* **DIRECTIONS FOR THIS TASK**
Set down the full listing exactly, character for character.

%%

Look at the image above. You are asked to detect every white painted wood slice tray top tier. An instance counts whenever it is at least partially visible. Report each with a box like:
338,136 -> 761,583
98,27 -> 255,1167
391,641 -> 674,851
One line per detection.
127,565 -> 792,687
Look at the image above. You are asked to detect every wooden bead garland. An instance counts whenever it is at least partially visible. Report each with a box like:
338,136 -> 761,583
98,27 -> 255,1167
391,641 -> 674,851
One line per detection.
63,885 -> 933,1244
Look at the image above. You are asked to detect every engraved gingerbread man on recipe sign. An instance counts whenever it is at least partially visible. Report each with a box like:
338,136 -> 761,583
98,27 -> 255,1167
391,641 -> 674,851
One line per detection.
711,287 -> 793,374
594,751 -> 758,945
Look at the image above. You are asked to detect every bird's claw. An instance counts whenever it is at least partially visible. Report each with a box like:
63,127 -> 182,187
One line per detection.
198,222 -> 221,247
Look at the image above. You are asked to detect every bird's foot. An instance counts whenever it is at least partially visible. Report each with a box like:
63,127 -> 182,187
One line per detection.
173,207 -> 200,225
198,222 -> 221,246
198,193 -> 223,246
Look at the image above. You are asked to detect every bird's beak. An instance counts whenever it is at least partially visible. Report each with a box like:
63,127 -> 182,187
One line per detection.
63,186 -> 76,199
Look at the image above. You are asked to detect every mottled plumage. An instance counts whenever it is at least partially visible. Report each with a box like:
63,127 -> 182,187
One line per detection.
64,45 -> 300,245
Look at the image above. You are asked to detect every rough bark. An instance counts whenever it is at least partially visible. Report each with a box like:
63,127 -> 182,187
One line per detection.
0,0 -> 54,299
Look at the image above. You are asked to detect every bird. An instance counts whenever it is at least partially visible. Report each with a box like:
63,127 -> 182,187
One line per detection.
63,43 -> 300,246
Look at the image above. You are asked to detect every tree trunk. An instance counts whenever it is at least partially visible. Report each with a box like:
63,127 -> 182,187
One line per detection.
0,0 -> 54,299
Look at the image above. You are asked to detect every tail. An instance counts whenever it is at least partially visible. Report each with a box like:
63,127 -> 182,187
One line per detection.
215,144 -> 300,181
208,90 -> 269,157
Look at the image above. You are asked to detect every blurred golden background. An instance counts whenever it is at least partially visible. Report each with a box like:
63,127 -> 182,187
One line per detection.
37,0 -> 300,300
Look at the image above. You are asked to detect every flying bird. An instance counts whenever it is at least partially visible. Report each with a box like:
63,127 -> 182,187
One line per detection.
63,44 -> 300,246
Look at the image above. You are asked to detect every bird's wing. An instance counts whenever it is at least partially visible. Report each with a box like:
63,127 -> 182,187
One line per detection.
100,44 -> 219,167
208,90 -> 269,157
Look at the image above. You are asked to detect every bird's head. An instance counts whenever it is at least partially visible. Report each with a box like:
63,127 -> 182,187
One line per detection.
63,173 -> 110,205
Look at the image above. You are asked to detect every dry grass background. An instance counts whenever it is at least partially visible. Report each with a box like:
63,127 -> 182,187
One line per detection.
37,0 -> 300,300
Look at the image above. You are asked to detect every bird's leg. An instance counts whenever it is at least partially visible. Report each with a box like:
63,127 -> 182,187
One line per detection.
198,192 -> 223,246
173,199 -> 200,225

%%

* **TASK RESULT**
Look at the image above. You are asked to detect every white painted wood slice tray top tier. An instance counts whenever it is at least partially visible. Report each with a box like:
338,136 -> 761,583
98,27 -> 255,1167
391,641 -> 674,851
One line per detection.
127,565 -> 792,687
Look at the image above. You are asked to detect every wooden bead garland. An instance counts whenever it is at least partially visible. Report each with a box like:
338,136 -> 761,583
98,27 -> 255,1167
391,641 -> 674,851
One line per detection.
63,885 -> 933,1244
Look at the image above. You are asked to detect every engraved gingerbread man on recipe sign. An instance counts whenever it is at least partially visible. Report each with a box like:
338,136 -> 761,583
98,27 -> 255,1167
391,641 -> 674,851
One line per detection.
711,287 -> 793,374
594,751 -> 758,945
Look at the image above. You are asked to detect every bird's claw. An instance counts whenever it is at least partially visible. Report each with a box like:
63,127 -> 182,187
One line per detection.
198,222 -> 221,247
Look at the image above. You are asked to detect every bird's foot. An instance counts whenever it is at least partially visible. Report each with a box like:
63,127 -> 182,187
One line per detection.
173,207 -> 200,225
198,222 -> 221,246
198,193 -> 223,246
Look at the image above. You are asked to detect every bird's beak. An instance counts whenever it is at least partially visible. Report each with a box like:
63,127 -> 182,187
One line per detection.
63,186 -> 76,199
Look at the image above. You are asked to detect every mottled plumage. An instance counts whenever it is at least partially visible. Report each with a box like:
63,127 -> 182,187
One line per detection.
64,45 -> 300,245
Look at the image above. You are asked to detect every rough bark. An instance counts whenever it is at least partially visible. Report each with a box like:
63,127 -> 182,187
One line per detection.
0,0 -> 54,299
Look at the image above. You are asked to detect every bird. An instance counts whenever it is at least partially visible. Report each with a box like:
63,127 -> 182,187
One line per detection.
63,43 -> 300,246
Look at the image above. You are asked to detect every tree trunk. An instance counts whenever it is at least partially visible. Report each with a box like:
63,127 -> 182,187
One line per detection.
0,0 -> 54,299
Look at the image above. You are asked to detect every tail. An instance counts whenever it is at least partially visible. Report each with a box like:
63,127 -> 182,187
One line per detection.
215,144 -> 300,181
208,90 -> 269,157
Look at the image above. You are asked to detect every blurred golden background. An instance counts whenever it is at least partially visible. Report each with a box like:
63,127 -> 182,187
One line per detection.
37,0 -> 300,300
Look at the image above. You are asked to detect every flying bird. An instance counts whenever it is at least partially visible. Report each with a box like:
63,127 -> 182,187
One line per detection.
63,44 -> 300,246
Look at the image above. You are asked to detect every bird's wing. An instance counts whenever it is at least partially visible. Report each with a box like:
63,127 -> 182,187
One line per detection.
100,44 -> 219,167
208,90 -> 269,157
Look at the image above. You are asked to detect every bird's head. An instance counts whenever it is at least partially visible. Report each with a box like:
63,127 -> 182,187
One line per detection.
63,173 -> 110,205
Look at the image above. You are asked to detect every dry grass background. An instance counts whenever it is at least partially visible. Report each with a box like:
63,127 -> 182,187
One line per detection.
37,0 -> 300,300
Look at the image above. You are asked to detect every bird's leg. An instance counts whenever it is at least partially visible. Report each with a box like:
63,127 -> 182,187
One line per detection.
198,192 -> 223,246
173,199 -> 200,225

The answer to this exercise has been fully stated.